### ARTICLE
● ● ● ● ● ● ●
[proofplan]
We apply the [Gauss-Green Theorem](/theorems/28) to the product $w := uv$, which relates the integral of $\partial_{x_i} w$ over $U$ to a boundary integral involving the outward unit normal. Expanding $\partial_{x_i} w$ via the product rule produces two interior terms. Rearranging isolates the desired identity: the integral of $(\partial_{x_i} u) \cdot v$ equals minus the integral of $u \cdot \partial_{x_i} v$ plus a boundary correction term.
[/proofplan]
[step:Define the product $w := uv$ and apply the Gauss-Green theorem]
Fix $i \in \{1, \dots, n\}$. Define the function
\begin{align*}
w: \overline{U} &\to \mathbb{R} \\
x &\mapsto u(x) \, v(x).
\end{align*}
Since $u, v \in C^1(\overline{U})$, the product $w = uv \in C^1(\overline{U})$. Because $U \subseteq \mathbb{R}^n$ is a bounded open set with $C^1$ [boundary](/pages/1024), the hypotheses of the [Gauss-Green Theorem](/theorems/28) are satisfied. Applying it to $w$ in the $x_i$-direction yields
\begin{align*}
\int_U \frac{\partial w}{\partial x_i}(x) \, d\mathcal{L}^n(x) = \int_{\partial U} w(x) \, \nu^i(x) \, d\mathcal{H}^{n-1}(x).
\end{align*}
[guided]
Fix $i \in \{1, \dots, n\}$. The strategy is to apply the [Gauss-Green Theorem](/theorems/28) not to $u$ or $v$ individually, but to their product. Why the product? Because integration by parts is fundamentally about redistributing a derivative from one factor to the other, and the product rule is what enables this redistribution.
Define the function
\begin{align*}
w: \overline{U} &\to \mathbb{R} \\
x &\mapsto u(x) \, v(x).
● ● ● ● ● ● ●
### Data drawn from a collection
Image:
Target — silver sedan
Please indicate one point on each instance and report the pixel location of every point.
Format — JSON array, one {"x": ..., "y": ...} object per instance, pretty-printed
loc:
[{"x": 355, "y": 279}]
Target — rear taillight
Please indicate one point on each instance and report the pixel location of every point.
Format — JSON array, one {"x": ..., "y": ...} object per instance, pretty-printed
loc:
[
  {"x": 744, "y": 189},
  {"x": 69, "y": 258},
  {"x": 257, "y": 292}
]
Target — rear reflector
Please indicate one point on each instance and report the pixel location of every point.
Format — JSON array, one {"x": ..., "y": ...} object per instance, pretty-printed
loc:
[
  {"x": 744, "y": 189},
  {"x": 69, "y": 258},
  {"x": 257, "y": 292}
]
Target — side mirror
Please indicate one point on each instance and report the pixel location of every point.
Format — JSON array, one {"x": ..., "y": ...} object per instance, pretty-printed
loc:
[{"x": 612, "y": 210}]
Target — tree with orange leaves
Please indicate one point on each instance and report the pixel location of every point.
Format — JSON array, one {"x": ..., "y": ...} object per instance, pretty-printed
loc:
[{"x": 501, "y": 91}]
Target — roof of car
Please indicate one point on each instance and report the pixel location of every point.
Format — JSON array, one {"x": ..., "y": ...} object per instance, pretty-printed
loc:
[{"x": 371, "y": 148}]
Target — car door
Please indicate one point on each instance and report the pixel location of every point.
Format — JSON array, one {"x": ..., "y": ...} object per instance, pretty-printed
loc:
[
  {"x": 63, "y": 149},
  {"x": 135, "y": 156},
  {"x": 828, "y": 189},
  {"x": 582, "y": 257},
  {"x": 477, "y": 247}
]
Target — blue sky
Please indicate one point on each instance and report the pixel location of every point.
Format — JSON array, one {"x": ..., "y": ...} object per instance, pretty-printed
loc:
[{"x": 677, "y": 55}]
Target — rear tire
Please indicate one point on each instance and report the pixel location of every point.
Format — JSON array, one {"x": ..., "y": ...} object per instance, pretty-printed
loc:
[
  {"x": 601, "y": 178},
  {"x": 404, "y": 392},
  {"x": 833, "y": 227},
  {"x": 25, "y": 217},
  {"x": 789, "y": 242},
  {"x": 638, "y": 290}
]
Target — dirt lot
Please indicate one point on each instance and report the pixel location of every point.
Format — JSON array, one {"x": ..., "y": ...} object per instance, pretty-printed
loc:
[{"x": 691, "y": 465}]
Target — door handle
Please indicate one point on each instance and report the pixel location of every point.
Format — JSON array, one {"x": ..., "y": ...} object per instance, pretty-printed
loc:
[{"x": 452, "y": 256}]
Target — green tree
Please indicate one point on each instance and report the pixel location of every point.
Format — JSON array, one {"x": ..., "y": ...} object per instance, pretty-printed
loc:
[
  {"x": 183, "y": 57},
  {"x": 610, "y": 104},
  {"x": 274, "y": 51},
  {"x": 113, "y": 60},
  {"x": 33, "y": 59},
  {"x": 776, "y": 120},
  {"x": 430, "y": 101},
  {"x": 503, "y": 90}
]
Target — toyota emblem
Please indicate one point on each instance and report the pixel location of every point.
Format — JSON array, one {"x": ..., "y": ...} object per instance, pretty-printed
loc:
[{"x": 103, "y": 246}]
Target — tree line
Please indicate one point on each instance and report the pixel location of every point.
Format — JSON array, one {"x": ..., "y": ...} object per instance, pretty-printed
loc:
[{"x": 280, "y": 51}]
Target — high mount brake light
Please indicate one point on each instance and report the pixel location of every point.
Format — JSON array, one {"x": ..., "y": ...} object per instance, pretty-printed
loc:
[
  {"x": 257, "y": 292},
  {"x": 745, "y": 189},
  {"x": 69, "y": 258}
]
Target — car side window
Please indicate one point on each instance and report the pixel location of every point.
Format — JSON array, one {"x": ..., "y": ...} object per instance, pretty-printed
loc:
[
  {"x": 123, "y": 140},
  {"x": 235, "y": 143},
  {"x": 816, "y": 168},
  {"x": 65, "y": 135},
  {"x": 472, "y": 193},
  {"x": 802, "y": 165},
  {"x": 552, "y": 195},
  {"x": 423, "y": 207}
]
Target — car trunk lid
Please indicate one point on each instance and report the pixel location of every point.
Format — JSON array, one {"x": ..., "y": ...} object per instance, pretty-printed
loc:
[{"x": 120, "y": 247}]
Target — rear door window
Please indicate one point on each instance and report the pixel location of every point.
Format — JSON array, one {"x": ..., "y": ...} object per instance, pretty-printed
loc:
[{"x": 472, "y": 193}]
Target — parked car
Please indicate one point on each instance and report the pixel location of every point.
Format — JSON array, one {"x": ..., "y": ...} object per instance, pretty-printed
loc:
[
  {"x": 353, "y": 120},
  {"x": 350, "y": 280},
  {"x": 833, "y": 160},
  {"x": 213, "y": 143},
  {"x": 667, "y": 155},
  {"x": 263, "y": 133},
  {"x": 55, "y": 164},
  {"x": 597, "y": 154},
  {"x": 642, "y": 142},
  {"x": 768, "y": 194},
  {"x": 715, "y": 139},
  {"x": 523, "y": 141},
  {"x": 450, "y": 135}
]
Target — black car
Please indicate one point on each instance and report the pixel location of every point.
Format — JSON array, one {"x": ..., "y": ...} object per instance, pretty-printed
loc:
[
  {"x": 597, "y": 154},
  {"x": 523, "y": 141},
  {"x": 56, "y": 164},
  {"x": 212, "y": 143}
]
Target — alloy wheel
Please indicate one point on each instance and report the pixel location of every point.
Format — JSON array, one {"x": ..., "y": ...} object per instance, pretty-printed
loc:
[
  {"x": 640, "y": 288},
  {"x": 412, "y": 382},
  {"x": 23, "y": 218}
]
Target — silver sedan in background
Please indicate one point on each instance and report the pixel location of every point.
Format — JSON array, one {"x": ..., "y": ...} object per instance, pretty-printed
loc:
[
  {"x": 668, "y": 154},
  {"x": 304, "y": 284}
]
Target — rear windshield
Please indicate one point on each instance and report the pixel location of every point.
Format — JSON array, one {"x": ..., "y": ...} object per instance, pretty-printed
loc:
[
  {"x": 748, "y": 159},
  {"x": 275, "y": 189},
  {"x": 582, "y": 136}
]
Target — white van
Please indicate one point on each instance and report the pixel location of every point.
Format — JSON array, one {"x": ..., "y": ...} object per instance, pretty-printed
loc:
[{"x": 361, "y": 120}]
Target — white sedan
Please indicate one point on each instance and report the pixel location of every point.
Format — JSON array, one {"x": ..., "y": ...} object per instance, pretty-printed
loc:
● ● ● ● ● ● ●
Decide whether each statement below agrees with the integration by parts proof. Answer yes or no for each and quote the deciding words of the proof. (a) The Gauss-Green Theorem is applied to $u$ and $v$ separately. (b) Expanding $\partial_{x_i} w$ with the product rule yields three interior terms. (c) The product $w = uv$ lies in $C^1(\overline{U})$.

### ANSWER FOR THIS EXERCISE
(a) No: "not to $u$ or $v$ individually, but to their product"
(b) No: "Expanding $\partial_{x_i} w$ via the product rule produces two interior terms."
(c) Yes: "the product $w = uv \in C^1(\overline{U})$"